* _Text segment_:
++++
How can I reduce my energy bills?

You can reduce your energy bills in any number of ways and you can do it one small step at a time or take a giant leap forward, the choice is yours.

The first step

Make sure that you are paying as little as possible for your grid energy. Check out all the energy suppliers in your area and work out which tariff suits you best. Some canny people already do this but many more will be delighted by the savings to be made just by doing a bit of gentle research. A dual fuel tariff generally offers the best savings.

The next step

Check out which technology, or combination of technologies, maybe suitable for your individual needs and ambitions. One size does not fit all, effective solutions must be tailored to suit the task.

  • Solar Photovoltaic
  • Solar Thermal
  • Heat Pumps
  • Biomass Heating
  • Micro CHP
  • Rainwater Harvesting
  • Wind turbine
  • Hydro
  • Insulation & Air Tightness
  • Voltage Optimisation
  • Low Energy Lighting
  • Heat Recovery

Help is at hand

If all of the above is already too much for you to think about or you don’t have time to do any research yourself, give us a call. If you want a bit more detail, read on…

The amount of energy you use in your home will depend upon the type of building and the way you use it. The more energy efficient your property is the lower will be the energy use but your lifestyle and habits can have a significant impact too. With the prospect of constantly rising energy prices the question most people ask comes down to, “What do I spend my money on to get the biggest reduction in my energy bills?”

The main assumptions we’re making in what follows is that you have mains electricity and gas and that you use your property like a normal home. If these things are not true then your situation will be more complex and the basic analysis will change, in which case give us a call.
++++
(Items listed in a dataset)
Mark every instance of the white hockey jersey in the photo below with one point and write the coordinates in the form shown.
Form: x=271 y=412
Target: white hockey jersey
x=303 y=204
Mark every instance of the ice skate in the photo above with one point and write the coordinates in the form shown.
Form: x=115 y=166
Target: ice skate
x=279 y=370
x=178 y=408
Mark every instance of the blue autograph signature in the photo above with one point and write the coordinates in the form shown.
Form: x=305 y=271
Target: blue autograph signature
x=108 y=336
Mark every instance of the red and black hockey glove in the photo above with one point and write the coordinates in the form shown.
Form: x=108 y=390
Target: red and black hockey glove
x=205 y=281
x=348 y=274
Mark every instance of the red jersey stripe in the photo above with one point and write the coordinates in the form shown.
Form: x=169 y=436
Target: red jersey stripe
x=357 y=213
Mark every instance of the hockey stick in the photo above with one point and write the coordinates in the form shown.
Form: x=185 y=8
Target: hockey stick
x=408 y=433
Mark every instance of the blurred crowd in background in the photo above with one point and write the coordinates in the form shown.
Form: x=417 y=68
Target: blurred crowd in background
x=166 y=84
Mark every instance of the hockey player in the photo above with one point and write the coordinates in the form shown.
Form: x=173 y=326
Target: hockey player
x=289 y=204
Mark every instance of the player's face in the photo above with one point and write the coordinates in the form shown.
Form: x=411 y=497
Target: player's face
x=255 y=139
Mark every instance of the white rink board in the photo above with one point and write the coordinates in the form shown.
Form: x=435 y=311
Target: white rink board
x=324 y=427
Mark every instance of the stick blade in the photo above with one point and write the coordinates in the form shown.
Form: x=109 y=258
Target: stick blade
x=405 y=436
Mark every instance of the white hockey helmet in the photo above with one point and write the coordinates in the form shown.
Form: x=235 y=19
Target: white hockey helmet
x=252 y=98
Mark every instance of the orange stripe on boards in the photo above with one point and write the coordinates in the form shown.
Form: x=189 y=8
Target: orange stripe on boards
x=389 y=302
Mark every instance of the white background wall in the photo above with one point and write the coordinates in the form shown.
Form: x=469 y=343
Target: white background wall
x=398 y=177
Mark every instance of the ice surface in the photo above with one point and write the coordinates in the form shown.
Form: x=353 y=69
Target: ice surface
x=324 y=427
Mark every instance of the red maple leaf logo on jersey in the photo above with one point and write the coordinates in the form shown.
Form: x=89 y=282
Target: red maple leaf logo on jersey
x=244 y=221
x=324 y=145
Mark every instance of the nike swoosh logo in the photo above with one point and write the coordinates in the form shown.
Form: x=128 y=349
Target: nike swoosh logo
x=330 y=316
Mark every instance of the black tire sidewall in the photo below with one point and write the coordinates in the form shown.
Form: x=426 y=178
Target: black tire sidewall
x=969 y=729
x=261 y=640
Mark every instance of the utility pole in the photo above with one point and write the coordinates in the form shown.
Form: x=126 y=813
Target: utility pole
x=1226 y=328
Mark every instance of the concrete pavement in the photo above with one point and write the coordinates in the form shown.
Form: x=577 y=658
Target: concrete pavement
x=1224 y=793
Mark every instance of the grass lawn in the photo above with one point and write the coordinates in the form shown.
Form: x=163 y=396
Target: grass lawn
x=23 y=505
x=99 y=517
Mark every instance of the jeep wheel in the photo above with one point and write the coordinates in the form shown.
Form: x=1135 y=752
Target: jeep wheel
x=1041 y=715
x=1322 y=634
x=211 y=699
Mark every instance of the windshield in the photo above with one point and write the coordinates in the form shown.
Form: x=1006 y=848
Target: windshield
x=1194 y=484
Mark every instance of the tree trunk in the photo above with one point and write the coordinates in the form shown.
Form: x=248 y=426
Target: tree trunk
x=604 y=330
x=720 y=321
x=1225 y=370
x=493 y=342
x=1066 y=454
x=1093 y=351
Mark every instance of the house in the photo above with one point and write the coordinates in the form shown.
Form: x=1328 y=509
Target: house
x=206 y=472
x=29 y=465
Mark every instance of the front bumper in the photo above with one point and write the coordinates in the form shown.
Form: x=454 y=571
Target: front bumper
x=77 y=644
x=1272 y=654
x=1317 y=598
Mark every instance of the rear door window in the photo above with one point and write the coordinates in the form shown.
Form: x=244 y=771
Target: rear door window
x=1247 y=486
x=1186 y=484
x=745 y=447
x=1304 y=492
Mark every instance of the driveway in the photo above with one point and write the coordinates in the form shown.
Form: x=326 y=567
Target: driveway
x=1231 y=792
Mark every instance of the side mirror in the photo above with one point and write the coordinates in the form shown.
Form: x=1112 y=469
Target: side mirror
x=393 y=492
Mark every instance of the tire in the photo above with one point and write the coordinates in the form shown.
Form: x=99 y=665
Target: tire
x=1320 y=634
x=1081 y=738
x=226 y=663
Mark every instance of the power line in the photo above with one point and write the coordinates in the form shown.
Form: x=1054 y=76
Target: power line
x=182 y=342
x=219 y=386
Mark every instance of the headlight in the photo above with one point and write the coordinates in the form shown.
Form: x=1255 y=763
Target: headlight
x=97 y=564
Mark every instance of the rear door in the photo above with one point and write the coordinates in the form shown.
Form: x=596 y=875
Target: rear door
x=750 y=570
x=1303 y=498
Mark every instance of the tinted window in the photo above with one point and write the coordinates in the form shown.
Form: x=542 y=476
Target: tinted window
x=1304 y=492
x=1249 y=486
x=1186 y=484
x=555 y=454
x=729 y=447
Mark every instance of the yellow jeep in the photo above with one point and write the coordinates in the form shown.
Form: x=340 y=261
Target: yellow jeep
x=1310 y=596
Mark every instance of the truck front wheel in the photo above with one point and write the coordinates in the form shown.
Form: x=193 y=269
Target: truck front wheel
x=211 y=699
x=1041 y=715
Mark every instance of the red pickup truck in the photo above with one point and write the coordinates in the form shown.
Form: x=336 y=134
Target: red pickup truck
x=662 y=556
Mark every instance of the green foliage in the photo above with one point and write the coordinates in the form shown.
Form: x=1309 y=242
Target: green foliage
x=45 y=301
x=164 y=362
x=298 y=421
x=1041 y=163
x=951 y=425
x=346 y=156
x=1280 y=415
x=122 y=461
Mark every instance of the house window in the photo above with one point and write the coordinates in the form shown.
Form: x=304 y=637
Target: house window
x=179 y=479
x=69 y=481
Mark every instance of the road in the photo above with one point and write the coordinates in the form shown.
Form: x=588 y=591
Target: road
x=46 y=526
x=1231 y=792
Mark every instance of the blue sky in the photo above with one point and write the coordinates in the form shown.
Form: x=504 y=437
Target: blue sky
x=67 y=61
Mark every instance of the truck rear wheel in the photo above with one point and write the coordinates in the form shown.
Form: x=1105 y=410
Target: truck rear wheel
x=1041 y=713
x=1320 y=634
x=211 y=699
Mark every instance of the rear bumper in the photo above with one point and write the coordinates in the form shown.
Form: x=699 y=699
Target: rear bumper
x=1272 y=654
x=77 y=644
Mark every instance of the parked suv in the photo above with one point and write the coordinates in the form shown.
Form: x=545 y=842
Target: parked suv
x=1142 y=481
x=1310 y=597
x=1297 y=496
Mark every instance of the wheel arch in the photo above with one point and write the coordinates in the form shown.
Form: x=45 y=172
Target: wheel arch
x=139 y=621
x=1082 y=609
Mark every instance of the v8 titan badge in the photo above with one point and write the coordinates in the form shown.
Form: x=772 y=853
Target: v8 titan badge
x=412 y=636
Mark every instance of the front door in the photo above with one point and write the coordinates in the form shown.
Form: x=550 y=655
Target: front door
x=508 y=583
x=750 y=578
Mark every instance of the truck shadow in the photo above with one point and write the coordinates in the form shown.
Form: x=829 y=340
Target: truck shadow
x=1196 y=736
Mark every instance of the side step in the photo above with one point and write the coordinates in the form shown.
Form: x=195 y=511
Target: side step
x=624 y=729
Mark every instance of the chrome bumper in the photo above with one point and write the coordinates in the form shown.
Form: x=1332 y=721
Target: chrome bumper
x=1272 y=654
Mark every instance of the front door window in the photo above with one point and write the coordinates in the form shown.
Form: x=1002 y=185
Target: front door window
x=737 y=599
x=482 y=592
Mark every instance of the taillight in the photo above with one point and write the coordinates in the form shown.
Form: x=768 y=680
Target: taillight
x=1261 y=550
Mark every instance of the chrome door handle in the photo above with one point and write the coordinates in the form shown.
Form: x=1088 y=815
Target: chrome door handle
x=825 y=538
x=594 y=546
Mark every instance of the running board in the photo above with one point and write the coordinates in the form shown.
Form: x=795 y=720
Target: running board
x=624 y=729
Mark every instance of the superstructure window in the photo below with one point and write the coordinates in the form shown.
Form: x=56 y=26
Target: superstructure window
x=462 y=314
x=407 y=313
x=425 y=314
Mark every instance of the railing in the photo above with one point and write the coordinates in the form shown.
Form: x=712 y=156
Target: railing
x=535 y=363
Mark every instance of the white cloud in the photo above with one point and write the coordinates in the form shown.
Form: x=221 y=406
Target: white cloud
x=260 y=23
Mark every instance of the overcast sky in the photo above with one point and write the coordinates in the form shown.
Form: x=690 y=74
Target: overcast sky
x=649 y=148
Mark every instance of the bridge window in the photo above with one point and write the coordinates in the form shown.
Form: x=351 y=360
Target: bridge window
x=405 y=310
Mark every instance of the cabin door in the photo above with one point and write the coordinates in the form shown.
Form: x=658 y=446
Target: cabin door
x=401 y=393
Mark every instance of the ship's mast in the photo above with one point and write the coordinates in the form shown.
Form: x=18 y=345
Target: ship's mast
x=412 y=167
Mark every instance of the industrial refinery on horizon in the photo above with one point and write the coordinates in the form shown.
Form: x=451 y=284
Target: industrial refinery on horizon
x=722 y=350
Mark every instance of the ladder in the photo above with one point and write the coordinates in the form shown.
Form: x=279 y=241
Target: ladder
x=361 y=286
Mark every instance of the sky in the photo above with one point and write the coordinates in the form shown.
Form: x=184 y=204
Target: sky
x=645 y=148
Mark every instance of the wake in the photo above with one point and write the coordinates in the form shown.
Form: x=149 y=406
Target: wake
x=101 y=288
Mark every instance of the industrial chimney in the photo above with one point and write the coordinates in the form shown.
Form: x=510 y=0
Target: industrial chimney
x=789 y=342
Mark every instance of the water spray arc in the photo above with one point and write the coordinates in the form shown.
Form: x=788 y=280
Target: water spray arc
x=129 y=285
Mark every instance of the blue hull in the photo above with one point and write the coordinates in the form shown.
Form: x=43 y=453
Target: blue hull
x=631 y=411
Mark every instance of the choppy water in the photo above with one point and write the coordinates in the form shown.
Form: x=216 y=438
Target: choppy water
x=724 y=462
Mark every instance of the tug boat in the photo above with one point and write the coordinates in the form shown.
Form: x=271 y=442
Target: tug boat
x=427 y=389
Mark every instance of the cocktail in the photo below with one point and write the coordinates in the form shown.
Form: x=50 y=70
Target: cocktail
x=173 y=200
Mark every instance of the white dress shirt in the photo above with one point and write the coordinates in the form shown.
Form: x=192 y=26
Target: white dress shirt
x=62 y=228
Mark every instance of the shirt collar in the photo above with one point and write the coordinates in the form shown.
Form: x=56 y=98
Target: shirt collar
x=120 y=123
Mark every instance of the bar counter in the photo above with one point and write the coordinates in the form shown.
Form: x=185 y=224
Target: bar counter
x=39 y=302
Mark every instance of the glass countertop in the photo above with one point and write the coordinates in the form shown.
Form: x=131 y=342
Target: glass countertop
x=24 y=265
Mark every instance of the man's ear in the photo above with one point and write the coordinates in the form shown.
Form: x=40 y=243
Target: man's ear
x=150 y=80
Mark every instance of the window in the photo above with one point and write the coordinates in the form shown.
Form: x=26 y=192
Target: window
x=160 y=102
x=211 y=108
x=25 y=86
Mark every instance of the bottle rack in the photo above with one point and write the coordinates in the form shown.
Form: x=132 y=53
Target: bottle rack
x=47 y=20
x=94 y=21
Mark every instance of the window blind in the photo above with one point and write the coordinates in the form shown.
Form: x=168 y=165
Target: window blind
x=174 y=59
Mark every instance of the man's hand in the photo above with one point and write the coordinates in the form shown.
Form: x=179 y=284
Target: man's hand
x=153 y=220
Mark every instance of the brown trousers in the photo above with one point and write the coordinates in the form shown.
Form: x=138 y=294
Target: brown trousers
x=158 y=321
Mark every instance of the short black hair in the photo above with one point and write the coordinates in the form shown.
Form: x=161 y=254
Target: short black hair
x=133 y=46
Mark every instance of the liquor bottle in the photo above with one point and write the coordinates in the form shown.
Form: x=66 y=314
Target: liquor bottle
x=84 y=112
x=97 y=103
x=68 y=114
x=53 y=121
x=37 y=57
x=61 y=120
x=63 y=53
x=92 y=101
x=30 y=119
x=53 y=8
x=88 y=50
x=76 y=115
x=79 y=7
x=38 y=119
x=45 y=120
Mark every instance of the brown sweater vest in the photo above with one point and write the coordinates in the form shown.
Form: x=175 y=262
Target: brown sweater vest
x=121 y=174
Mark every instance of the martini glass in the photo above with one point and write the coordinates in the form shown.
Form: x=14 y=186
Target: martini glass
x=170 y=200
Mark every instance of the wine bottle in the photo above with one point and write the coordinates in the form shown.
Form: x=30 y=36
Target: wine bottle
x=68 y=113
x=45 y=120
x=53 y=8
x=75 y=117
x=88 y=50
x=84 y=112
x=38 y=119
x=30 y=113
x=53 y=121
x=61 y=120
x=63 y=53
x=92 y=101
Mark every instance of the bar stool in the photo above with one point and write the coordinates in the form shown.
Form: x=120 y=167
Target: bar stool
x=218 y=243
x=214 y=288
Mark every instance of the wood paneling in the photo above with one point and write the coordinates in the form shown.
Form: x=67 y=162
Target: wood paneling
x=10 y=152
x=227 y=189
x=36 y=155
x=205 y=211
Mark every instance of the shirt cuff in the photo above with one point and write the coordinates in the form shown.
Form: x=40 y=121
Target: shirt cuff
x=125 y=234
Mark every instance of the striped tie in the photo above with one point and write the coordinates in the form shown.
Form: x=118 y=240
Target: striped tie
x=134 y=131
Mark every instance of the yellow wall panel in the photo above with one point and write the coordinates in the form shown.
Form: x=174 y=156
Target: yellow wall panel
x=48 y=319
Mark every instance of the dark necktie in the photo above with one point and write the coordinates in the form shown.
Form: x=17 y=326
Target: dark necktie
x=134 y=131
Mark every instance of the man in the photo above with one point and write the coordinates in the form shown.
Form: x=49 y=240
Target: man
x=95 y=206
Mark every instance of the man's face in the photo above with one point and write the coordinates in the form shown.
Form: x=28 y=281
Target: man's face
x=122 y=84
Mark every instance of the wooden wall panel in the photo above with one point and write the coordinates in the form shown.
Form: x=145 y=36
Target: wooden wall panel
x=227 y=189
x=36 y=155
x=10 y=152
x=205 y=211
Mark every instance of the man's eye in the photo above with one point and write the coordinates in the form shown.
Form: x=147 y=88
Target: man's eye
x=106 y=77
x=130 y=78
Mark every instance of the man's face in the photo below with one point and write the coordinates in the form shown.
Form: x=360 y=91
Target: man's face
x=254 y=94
++++
* _Directions_:
**a)** Return the section of the energy bills text that starts with "You can reduce" and goes on through "suit the task.", copied word for word.
**b)** In the energy bills text, what kind of tariff is said to generally offer the best savings?
**c)** Extend the energy bills text, picking up right after its last sentence.

* _The results_:
**a)**
You can reduce your energy bills in any number of ways and you can do it one small step at a time or take a giant leap forward, the choice is yours.

The first step

Make sure that you are paying as little as possible for your grid energy. Check out all the energy suppliers in your area and work out which tariff suits you best. Some canny people already do this but many more will be delighted by the savings to be made just by doing a bit of gentle research. A dual fuel tariff generally offers the best savings.

The next step

Check out which technology, or combination of technologies, maybe suitable for your individual needs and ambitions. One size does not fit all, effective solutions must be tailored to suit the task.

**b)** A dual fuel tariff.

**c)**
Switching energy suppliers

According to the BBC, “Four-fifths of people cannot be bothered to look for cheaper gas or electricity rates despite the urging of numerous consumer gurus to switch.” Switching is simple and for probably 15-20 minutes of your time you can save hundreds of pounds. We have saved several clients (with large domestic energy bills) upwards of £800 per year with 15 minutes work simply by walking them through one of the online switching sites like If you’re worried about doing this, call us and we’ll explain how easy it is. This will save you money, but this won’t make you or your house more energy efficient.

Energy Efficiency

Reducing the use of anything starts with understanding where and when it’s being used. In the sophisticated commercial version of this exercise the first step is to monitor all energy use across a building for a significant time period. In the domestic world this is currently not practical, but fortunately the overall balance of energy use is relatively consistent. The average energy consumption for the UK is now 3,200 kWh of standard electricity and 13,500 kWh of gas. So the average UK house uses over 4 times as much gas as electricity, but the average price of gas is about 4.5p’kWh and for electricity 14p’kWh so that the average annual cost of electricity and gas is about £450 and £610. Remember, if you have a larger than average property or one with more appliances, services and lighting, your bills will be much higher.

Where does all this energy go? How much ends up as hot water or running the TV, your computers or the washing machine? Cooking?

In 2011 the Energy Saving Trust published a document with the answers to these questions and the DECC publication Great Britain’s Housing Energy Fact File 2011 is very illuminating.


The first priority is to make your property as energy efficient as possible and for the average house the best use of your money will almost always be to insulate well and to have an efficient boiler.

Hot water and space heating clearly dominate domestic energy use (83%) worth about £875 per year, so it makes sense to target this first. If you don’t have adequate loft insulation the 66% of your space heating (hot air!) heads upwards and out through your roof. Similarly, draughts bring cold air into your house and what goes out is (expensive) hot air. Doing the maths for these two items so that you can work out whether you want to spend the money to address these problems can be rather harder.

As a general rule, where there is no insulation or just insulation between the joists (on the floor of the loft) you should add more and it will save you money and pay for itself, typically in a couple of years. More importantly, it will then save you more and more money every year as energy costs rise.

High Efficiency Heating

Heating your house using a gas boiler is usually the most energy and cost efficient way. If you don’t have mains gas then heat pumps are worth considering as an alternative to oil or electrical heating… but that’s another story. If you have mains gas, despite what lots of sales people will tell you, you will struggle to do better than a modern high efficiency central heating boiler.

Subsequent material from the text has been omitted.